* [Work required]:
Look below for the line with "[spot] the sledge wheel" and the line with "[spot] the dog leg"; repeat exactly those two lines and all lines between them, but no pictures.

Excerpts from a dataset
== Segment start ==
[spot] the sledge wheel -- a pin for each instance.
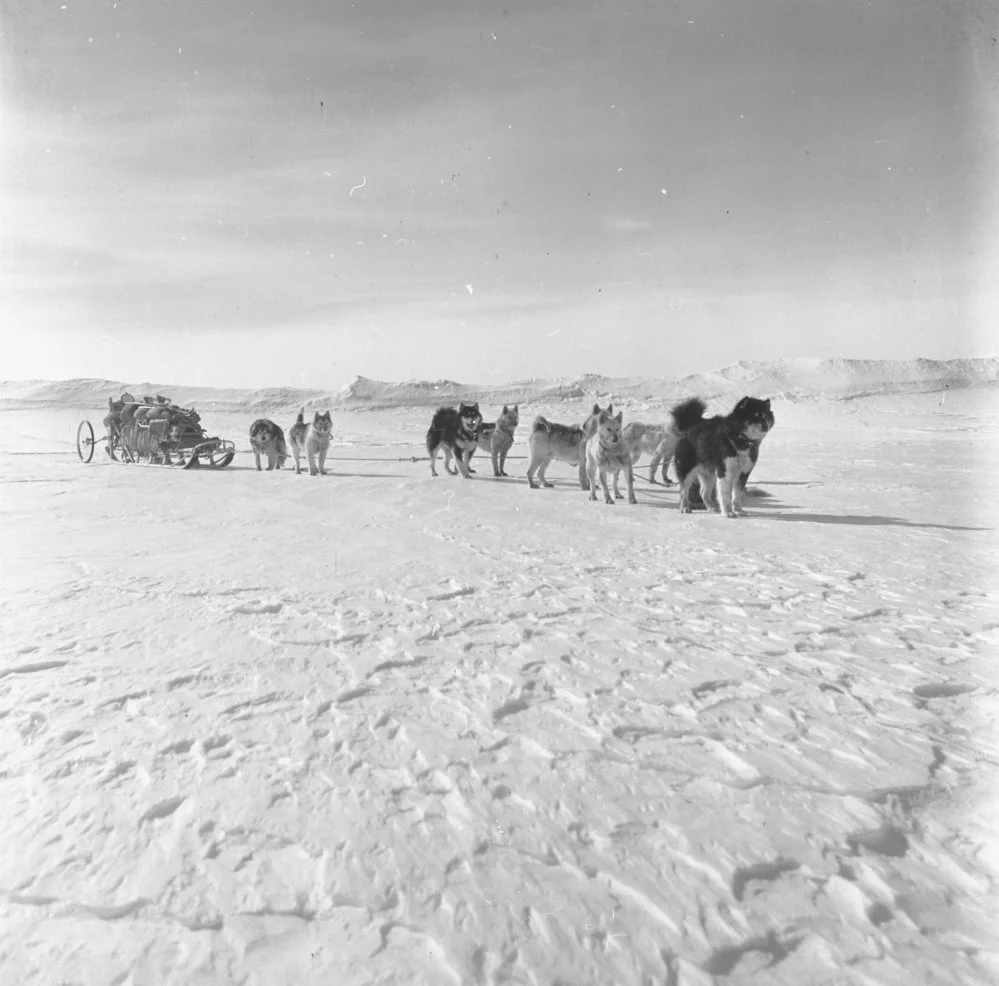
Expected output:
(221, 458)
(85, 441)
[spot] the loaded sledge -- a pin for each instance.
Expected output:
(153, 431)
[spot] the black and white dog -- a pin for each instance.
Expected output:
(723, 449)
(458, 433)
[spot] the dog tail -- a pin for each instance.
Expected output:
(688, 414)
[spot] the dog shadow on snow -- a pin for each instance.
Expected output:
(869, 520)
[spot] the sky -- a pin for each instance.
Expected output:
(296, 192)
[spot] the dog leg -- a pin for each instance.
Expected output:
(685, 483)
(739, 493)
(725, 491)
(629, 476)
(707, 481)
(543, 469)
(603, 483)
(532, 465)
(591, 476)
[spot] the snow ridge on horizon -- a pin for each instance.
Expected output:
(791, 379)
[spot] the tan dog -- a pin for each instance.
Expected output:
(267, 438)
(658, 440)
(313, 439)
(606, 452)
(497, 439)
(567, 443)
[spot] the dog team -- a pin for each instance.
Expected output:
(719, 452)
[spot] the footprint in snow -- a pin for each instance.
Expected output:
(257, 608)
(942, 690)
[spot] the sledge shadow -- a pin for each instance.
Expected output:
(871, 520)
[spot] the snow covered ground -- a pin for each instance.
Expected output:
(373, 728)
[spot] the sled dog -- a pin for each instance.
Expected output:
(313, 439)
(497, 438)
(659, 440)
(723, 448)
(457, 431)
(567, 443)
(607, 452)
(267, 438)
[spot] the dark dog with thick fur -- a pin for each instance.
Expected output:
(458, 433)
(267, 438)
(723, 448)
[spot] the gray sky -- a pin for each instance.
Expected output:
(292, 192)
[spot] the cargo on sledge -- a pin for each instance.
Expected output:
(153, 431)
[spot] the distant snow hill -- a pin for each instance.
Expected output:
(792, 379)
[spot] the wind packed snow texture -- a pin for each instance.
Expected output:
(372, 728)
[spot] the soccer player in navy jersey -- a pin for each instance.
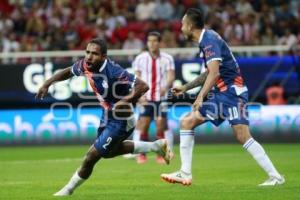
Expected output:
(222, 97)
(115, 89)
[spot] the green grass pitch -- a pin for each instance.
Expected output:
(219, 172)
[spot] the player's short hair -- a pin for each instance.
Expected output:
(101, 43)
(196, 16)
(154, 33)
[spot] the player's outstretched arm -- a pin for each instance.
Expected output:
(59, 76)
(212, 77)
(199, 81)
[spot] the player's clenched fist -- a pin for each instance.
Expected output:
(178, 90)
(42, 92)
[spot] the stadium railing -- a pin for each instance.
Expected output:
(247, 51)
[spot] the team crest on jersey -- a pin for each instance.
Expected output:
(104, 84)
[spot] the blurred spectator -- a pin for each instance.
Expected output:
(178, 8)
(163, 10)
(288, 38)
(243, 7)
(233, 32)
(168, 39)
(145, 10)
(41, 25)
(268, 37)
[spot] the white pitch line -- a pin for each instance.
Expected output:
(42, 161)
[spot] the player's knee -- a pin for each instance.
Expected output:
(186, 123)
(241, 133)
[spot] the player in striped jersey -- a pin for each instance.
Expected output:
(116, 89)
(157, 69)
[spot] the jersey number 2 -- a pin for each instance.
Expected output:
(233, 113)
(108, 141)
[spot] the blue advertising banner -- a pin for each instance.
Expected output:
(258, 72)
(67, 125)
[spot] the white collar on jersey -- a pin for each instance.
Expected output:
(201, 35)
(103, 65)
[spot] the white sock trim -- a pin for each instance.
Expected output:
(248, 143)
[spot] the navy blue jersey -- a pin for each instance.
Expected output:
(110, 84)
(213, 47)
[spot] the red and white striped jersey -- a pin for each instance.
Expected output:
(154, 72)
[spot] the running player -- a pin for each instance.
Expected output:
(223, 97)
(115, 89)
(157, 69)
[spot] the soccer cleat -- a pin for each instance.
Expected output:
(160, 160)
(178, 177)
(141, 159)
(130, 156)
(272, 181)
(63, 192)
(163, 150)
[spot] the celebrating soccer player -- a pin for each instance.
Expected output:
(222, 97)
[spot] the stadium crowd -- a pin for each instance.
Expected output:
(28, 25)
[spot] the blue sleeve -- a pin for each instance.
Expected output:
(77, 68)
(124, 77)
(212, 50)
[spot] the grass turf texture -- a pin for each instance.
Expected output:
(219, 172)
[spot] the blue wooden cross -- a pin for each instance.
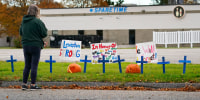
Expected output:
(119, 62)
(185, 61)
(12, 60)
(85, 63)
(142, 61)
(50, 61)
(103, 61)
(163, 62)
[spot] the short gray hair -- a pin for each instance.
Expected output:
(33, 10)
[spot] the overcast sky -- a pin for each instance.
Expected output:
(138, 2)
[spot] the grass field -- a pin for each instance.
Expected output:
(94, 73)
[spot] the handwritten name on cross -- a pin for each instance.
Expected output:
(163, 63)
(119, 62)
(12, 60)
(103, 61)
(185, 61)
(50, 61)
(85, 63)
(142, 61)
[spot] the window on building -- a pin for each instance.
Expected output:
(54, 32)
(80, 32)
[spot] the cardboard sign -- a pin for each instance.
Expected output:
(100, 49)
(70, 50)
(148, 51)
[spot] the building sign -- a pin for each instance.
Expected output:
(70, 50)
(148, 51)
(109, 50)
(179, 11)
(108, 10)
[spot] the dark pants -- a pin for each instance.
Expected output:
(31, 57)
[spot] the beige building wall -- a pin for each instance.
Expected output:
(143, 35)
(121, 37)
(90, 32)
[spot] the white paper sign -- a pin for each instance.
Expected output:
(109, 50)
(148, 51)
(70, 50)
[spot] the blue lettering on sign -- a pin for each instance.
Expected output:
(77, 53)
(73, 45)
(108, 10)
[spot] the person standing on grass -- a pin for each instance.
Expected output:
== Segment end ==
== Segment start ==
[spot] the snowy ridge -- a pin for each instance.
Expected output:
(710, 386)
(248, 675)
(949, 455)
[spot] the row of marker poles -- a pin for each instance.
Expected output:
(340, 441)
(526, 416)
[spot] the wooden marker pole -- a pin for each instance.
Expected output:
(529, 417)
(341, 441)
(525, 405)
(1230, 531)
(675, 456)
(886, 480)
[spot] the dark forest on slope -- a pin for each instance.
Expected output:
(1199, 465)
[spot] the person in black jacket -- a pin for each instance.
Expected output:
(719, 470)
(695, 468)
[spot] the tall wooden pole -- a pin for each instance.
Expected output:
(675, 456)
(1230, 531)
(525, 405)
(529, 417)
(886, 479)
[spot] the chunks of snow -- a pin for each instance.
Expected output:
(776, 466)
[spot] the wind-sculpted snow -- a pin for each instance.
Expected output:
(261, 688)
== Segment end ==
* [Answer to this task]:
[spot] the sledge wheel -- a pin for each instance.
Expected output:
(221, 458)
(85, 441)
[spot] the loaded sledge -- a pin for each instance.
Expected output:
(153, 431)
[spot] the black and white dog -- a pin for each instance.
Expected output:
(723, 449)
(458, 433)
[spot] the dog tail -- a pin for each instance.
Expected output:
(688, 414)
[spot] the dog shadow on snow -- a pin for each instance.
Expected output:
(869, 520)
[spot] the sky -- a pin for each instance.
Expected output:
(296, 192)
[spot] the dog leg -- a pin for each instance.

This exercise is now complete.